------ Exercise data

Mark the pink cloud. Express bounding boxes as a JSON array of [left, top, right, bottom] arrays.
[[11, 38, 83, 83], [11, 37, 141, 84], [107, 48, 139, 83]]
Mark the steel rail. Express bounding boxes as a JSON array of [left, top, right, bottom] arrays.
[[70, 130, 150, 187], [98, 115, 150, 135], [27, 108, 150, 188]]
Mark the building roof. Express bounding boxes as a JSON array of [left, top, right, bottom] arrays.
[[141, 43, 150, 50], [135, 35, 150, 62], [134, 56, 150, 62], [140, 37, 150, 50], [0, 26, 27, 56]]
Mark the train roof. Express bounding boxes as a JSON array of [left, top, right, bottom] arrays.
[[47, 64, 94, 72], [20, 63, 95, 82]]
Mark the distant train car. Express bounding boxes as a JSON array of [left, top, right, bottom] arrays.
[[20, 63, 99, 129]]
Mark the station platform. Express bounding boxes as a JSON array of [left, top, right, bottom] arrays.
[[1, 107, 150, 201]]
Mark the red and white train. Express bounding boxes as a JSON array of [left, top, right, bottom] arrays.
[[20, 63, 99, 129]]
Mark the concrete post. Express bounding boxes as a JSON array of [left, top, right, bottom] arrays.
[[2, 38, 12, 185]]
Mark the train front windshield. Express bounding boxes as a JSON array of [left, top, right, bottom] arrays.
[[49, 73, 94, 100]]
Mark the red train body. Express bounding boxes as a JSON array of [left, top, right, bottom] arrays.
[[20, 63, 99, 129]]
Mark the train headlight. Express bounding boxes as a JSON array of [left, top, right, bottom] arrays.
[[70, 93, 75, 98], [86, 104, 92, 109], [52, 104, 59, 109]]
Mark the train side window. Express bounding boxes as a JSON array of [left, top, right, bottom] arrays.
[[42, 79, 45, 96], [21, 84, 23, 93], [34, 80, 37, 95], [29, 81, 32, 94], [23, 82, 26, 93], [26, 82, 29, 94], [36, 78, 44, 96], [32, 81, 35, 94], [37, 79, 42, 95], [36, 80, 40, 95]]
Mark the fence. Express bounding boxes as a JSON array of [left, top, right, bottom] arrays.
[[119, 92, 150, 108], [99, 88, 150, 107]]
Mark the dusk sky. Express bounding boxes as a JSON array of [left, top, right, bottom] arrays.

------------

Exercise aim >> Would you transcribe all of the data, keeping each line exact?

Reply to the exercise >>
Mark the pink cloud. Express bounding boxes as a JSON array of [left, top, right, bottom] arrays.
[[11, 38, 83, 83], [11, 37, 141, 84], [107, 48, 139, 83]]
Mark the steel rail. Express bounding boxes as a JSON array of [left, top, right, bottom] arrays.
[[70, 130, 150, 187], [98, 115, 150, 135], [27, 108, 150, 188]]
Mark the building roof. Express bounding boxes as a JSON array of [left, top, right, bottom] arrays.
[[141, 43, 150, 50], [135, 35, 150, 62], [134, 56, 150, 62], [140, 37, 150, 50], [0, 26, 27, 56]]
Mark the train roof. Express bounding boxes as a JSON array of [left, top, right, bottom] arrays.
[[47, 64, 94, 72], [20, 63, 95, 82]]
Mark the distant train car. Express bounding boxes as a JSON array of [left, top, right, bottom] arrays.
[[20, 63, 99, 129]]
Mark the station platform. Express bounding boxes as a JSON array of [left, top, right, bottom] arrays.
[[1, 107, 150, 201]]
Mark the red and white train. Express bounding boxes as a JSON array of [left, top, right, bottom] arrays.
[[20, 63, 99, 129]]
Mark the concrete post. Express bounding boxes as a JSON array of [left, top, right, bottom] arrays.
[[2, 38, 12, 185]]
Mark the train front windshield. Express bounding boxes as a JSON array of [left, top, right, bottom] arrays.
[[49, 73, 94, 100]]
Mark the red train body. Express bounding boxes as a JSON array of [left, top, right, bottom] arrays.
[[20, 63, 99, 129]]
Mark the train headlight. Express bounding boxes as a JSON array of [left, top, right, bottom] arrays.
[[70, 93, 75, 98], [86, 104, 92, 109], [52, 104, 59, 109]]
Mark the train side window. Express bounding boxes as a JSON array of [left, top, right, bottom] arrays.
[[42, 79, 45, 96], [21, 84, 23, 93], [34, 80, 37, 95], [29, 81, 32, 94], [23, 82, 26, 93], [26, 82, 29, 94], [36, 78, 44, 96], [32, 81, 35, 94], [37, 79, 42, 95], [36, 80, 40, 95]]
Mark the fence. Express bounding boxes as a JSON array of [left, top, right, bottom] arrays.
[[119, 92, 150, 108], [99, 88, 150, 107]]
Mark the dusk sky. Express bounding boxes as a JSON array of [left, top, right, bottom] arrays.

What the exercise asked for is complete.